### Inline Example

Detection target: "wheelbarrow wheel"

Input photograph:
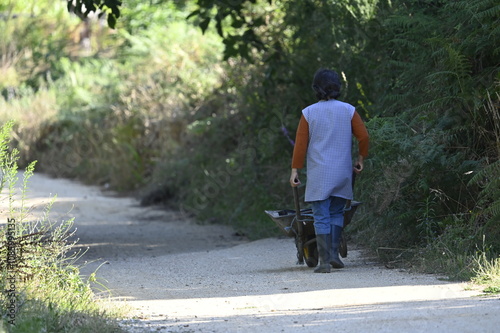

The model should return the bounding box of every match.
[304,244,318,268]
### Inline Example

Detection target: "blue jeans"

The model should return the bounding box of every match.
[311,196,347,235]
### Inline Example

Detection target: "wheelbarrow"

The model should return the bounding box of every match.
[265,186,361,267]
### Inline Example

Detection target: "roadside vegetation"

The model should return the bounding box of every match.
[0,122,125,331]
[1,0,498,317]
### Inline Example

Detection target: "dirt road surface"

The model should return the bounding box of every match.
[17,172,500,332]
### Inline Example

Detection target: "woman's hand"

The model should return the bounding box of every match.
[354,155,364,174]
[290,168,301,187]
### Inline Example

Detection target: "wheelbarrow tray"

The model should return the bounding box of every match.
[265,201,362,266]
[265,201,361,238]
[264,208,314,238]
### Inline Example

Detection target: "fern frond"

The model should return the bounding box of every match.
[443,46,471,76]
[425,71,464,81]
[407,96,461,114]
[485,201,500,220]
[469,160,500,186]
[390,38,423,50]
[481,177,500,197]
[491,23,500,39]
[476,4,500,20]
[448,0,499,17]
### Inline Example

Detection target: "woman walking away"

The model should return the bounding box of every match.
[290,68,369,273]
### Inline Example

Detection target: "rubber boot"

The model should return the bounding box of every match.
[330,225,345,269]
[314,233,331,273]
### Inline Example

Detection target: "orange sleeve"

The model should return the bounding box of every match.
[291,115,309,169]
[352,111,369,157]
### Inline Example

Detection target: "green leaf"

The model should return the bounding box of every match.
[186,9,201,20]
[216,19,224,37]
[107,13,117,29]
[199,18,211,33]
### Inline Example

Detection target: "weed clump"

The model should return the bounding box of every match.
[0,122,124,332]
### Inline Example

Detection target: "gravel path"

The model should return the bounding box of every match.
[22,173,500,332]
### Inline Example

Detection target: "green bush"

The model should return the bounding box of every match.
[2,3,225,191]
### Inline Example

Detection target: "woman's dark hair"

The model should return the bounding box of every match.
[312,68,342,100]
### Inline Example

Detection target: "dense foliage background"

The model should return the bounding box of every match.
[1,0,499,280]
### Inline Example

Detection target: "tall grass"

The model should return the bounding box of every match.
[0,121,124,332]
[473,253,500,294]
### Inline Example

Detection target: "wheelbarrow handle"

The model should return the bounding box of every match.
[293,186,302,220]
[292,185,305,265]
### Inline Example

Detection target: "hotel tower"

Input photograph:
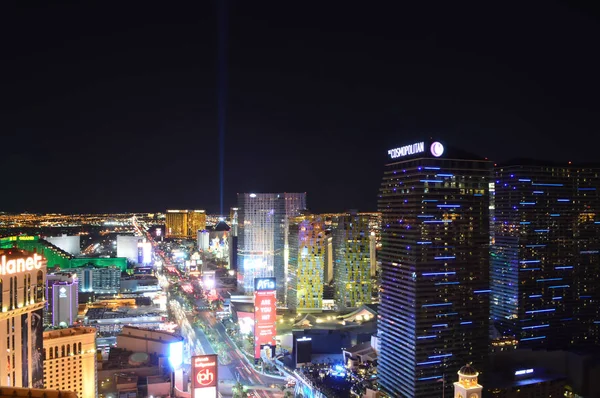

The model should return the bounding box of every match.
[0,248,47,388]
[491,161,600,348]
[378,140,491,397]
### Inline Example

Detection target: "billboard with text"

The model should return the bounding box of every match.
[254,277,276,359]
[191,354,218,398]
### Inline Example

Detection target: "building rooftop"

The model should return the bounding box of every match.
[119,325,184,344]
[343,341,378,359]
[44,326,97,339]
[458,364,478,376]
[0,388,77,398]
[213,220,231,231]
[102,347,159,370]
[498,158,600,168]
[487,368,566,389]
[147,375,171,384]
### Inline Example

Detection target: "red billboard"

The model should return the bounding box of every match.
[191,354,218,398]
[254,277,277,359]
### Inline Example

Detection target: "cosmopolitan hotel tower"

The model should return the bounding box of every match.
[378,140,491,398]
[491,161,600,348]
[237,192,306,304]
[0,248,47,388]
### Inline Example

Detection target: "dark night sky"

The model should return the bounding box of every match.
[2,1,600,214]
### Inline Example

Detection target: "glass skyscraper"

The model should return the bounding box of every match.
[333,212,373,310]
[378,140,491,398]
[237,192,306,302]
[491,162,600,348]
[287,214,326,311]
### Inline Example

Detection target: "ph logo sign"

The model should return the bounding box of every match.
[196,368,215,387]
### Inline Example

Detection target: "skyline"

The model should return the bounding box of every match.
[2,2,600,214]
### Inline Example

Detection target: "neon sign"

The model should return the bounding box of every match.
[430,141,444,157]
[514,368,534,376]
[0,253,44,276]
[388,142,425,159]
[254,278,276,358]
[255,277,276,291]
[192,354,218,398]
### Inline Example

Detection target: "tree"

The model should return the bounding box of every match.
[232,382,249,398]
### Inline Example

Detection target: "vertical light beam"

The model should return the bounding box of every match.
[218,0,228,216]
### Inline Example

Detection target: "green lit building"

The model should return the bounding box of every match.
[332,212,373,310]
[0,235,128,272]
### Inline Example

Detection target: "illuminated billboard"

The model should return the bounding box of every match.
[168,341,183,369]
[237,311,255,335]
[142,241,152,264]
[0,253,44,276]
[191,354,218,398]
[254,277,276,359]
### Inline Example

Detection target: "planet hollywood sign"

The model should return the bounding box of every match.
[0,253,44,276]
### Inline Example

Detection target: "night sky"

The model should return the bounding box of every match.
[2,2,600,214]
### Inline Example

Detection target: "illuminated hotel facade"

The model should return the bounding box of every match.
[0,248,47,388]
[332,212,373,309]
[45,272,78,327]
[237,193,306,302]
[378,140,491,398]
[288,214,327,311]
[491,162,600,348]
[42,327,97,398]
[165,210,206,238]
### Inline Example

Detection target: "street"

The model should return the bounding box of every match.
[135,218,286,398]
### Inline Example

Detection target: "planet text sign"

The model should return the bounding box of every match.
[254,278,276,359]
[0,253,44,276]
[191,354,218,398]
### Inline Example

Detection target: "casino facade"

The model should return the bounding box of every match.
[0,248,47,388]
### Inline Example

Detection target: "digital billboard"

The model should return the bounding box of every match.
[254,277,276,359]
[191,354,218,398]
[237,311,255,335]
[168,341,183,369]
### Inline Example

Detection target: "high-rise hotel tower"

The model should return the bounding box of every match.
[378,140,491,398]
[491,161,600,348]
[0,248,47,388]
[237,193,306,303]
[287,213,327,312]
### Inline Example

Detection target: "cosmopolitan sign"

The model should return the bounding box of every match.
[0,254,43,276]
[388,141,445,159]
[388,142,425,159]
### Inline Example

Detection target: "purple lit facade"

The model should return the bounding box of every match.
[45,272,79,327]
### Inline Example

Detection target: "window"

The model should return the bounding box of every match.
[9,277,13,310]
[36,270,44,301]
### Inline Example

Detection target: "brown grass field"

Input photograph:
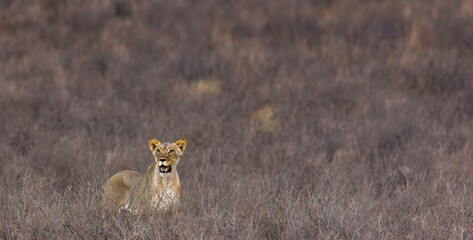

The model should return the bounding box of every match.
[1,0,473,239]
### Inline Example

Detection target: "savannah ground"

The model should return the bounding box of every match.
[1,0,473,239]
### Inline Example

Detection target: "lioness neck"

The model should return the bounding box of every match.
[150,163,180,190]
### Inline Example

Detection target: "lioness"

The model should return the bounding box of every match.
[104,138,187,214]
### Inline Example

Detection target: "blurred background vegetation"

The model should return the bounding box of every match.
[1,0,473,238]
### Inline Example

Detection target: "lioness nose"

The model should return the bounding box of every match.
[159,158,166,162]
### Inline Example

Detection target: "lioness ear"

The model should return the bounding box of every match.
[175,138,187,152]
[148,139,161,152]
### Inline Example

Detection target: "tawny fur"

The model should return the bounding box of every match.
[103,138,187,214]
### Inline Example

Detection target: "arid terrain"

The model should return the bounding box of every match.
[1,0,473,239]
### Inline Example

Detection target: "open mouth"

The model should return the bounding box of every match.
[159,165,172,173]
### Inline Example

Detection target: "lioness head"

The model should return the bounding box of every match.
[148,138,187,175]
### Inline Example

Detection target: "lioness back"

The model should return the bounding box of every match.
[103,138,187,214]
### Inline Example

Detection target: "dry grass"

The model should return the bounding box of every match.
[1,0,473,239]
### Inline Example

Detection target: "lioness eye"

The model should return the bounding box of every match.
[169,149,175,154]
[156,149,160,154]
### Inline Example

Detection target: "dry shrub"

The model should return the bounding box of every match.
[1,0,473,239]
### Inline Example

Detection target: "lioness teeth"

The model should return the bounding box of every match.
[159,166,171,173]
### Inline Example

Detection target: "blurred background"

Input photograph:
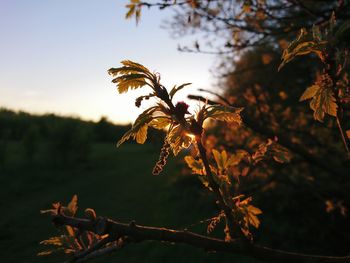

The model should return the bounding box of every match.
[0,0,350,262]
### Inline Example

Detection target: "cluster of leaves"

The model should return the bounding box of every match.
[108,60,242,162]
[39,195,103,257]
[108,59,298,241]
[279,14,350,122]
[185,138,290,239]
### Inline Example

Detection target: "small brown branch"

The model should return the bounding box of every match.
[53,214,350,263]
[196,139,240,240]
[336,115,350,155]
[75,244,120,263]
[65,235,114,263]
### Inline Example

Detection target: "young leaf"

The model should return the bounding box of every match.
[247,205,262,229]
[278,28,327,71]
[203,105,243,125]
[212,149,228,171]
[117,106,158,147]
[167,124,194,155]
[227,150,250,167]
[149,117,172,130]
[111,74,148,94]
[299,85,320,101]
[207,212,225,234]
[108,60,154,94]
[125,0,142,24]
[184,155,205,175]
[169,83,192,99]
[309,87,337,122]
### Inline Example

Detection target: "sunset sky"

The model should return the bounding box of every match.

::::

◆ What the task asks
Within the data above, how many lines contain "grass"? Respond with the tally alone.

◆ Finished task
3